>>>

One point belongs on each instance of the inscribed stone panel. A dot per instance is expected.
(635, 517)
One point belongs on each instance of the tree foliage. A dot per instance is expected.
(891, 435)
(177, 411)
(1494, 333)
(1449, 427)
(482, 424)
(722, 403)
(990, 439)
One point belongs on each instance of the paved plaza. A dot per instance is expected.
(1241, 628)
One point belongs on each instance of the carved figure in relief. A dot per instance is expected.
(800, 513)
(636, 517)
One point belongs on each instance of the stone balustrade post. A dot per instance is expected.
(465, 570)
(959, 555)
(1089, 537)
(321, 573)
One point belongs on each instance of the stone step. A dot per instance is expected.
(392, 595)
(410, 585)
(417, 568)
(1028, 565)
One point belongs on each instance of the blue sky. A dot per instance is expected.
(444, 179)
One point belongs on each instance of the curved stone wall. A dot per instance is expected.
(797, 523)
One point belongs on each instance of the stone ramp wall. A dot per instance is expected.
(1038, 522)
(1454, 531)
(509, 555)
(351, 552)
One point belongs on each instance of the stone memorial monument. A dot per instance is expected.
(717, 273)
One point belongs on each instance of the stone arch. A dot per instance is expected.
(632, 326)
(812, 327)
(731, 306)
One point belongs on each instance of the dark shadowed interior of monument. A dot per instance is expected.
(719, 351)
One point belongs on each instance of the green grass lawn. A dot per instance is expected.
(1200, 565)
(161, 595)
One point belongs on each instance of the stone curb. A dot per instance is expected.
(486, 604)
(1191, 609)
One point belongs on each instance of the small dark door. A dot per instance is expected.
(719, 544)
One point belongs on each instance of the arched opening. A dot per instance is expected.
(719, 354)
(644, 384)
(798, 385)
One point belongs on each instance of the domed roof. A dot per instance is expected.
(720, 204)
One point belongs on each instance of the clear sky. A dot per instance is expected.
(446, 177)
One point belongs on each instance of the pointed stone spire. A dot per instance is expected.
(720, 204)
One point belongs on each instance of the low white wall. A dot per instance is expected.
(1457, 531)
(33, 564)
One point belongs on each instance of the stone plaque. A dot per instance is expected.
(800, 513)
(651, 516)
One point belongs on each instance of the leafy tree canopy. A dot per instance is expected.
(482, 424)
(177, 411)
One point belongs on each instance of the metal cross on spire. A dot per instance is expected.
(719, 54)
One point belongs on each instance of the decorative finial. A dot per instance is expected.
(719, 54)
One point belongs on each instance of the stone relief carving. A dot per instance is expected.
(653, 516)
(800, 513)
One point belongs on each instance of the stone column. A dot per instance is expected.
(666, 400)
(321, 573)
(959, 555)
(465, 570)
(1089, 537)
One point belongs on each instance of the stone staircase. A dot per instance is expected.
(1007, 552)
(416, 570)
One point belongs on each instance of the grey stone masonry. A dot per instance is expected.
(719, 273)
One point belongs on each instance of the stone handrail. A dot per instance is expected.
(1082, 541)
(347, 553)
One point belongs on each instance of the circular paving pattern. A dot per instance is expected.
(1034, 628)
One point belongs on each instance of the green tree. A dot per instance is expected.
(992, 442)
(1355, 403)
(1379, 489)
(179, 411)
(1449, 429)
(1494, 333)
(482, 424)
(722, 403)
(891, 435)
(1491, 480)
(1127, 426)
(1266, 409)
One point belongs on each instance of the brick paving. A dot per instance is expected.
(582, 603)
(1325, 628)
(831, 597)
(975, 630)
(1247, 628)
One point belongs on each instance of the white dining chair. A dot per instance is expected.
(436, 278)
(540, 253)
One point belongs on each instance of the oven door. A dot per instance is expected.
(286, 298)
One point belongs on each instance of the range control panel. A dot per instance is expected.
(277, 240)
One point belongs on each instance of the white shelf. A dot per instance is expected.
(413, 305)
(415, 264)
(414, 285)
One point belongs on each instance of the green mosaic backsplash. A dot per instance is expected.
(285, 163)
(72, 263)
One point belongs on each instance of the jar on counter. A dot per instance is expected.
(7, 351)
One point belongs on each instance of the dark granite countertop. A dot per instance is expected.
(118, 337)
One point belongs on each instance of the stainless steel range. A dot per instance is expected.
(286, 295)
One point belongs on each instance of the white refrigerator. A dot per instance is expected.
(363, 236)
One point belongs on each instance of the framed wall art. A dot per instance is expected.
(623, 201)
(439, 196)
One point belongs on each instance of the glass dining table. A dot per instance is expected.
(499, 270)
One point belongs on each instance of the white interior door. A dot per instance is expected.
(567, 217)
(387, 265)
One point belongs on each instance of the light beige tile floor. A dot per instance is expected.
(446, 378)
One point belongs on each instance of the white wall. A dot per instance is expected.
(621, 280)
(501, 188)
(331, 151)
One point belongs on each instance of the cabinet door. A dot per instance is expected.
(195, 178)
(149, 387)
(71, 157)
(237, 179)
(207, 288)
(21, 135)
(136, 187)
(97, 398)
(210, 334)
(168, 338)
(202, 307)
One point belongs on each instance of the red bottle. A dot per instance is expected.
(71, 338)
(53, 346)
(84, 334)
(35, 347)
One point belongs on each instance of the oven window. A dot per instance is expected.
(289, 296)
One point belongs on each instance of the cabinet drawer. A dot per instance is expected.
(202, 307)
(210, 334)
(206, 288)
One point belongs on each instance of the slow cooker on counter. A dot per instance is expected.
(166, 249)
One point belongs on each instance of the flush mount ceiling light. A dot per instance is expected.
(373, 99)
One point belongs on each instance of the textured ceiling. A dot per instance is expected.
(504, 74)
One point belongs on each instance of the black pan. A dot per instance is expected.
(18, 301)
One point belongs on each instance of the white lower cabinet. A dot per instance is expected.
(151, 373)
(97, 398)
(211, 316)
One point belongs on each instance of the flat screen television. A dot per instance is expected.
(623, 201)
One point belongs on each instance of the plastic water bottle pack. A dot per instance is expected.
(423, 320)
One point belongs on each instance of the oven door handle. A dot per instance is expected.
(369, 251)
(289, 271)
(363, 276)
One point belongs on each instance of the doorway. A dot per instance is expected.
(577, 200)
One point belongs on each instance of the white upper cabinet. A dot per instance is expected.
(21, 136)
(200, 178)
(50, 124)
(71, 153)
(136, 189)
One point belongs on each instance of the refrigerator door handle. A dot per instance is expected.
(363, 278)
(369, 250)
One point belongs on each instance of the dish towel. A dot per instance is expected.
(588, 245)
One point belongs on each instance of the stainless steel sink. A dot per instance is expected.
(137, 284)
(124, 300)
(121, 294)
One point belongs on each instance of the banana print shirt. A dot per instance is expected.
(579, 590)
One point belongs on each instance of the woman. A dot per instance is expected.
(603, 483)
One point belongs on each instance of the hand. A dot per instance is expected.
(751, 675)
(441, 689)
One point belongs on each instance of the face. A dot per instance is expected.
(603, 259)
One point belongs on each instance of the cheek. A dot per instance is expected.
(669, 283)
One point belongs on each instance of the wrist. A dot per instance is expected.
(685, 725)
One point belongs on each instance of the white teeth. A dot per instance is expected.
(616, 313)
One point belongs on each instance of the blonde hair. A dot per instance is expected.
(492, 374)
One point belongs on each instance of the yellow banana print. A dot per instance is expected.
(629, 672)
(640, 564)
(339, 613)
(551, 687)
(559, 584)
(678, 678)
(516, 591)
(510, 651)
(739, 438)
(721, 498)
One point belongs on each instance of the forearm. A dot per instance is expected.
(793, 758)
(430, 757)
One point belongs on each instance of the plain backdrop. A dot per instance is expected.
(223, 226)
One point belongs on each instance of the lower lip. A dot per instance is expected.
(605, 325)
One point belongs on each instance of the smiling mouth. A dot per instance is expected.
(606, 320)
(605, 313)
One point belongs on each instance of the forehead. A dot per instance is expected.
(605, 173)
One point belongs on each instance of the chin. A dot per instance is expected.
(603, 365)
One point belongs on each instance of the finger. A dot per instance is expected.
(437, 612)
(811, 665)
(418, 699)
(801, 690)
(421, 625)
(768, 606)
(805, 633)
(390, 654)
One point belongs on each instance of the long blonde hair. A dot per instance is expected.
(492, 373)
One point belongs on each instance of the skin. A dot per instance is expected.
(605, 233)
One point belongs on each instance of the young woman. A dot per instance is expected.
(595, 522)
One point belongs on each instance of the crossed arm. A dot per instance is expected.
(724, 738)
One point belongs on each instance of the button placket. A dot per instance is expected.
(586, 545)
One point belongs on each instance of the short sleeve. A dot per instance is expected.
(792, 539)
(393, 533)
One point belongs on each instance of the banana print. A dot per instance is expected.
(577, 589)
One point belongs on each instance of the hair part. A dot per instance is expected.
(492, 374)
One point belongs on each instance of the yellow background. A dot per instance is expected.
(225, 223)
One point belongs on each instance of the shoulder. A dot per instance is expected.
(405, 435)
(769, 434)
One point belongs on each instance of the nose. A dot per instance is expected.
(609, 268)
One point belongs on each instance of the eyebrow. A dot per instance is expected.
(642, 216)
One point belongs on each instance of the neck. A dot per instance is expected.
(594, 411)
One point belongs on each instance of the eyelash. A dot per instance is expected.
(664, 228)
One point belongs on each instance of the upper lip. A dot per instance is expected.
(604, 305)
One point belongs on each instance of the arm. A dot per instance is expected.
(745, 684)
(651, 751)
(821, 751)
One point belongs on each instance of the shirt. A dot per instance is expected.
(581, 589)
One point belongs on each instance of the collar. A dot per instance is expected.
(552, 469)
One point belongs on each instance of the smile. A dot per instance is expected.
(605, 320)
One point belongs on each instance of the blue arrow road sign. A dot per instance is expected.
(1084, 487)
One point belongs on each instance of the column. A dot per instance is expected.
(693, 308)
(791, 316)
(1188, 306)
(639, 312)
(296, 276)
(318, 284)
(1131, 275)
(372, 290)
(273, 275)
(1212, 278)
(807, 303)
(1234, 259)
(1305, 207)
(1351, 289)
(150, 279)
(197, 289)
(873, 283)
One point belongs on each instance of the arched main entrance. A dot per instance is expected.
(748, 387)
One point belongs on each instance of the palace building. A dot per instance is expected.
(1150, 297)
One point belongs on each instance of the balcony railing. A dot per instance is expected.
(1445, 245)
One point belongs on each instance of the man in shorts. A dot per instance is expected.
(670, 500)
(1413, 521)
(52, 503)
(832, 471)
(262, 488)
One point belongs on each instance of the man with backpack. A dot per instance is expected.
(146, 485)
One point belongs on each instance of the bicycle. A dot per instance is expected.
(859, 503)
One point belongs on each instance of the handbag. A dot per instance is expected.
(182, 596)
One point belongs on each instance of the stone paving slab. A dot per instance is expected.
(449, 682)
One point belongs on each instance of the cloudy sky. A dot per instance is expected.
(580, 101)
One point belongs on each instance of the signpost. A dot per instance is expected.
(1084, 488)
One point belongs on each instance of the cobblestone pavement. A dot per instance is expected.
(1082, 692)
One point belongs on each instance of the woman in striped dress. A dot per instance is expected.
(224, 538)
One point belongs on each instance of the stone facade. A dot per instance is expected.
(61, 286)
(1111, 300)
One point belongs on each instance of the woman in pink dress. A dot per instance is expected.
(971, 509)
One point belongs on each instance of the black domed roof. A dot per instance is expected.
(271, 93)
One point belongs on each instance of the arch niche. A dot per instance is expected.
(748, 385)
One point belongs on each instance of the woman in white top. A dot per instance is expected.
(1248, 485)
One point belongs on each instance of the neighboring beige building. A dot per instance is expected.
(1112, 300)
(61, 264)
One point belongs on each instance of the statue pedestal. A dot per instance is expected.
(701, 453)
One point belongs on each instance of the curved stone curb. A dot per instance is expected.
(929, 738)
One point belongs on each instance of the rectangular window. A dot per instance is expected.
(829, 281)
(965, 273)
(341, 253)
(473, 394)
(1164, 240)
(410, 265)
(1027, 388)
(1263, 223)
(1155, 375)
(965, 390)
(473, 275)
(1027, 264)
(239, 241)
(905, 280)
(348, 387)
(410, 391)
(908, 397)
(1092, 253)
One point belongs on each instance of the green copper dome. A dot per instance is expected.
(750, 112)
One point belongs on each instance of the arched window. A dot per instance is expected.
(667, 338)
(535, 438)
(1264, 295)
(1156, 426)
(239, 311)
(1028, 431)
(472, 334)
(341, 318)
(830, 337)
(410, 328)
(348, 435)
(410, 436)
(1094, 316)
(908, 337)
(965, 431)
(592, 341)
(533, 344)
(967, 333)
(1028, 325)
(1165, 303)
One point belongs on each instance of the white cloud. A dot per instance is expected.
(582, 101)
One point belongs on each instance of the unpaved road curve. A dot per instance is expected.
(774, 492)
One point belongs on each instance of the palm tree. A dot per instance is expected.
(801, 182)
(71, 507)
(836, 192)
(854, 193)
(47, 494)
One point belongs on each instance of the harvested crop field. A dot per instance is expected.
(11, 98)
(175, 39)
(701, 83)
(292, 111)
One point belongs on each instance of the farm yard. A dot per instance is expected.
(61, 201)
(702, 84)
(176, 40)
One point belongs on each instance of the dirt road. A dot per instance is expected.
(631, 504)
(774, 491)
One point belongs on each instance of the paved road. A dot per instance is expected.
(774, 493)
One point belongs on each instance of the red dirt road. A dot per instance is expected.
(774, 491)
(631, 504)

<<<

## Given request
Copy the rows above from the first one up to and including the line with "(1241, 628)", swapping "tree foliage" for "tree leaves" and leaving everything else unchanged.

## Task result
One point belongs on each instance of the inscribed stone panel. A dot per instance is expected.
(635, 517)
One point belongs on each instance of the tree leaves. A dot per instance is expected.
(891, 435)
(177, 411)
(1494, 333)
(1449, 427)
(482, 424)
(722, 403)
(990, 439)
One point belongs on each instance of the paved plaza. A dot per instance is expected.
(1241, 628)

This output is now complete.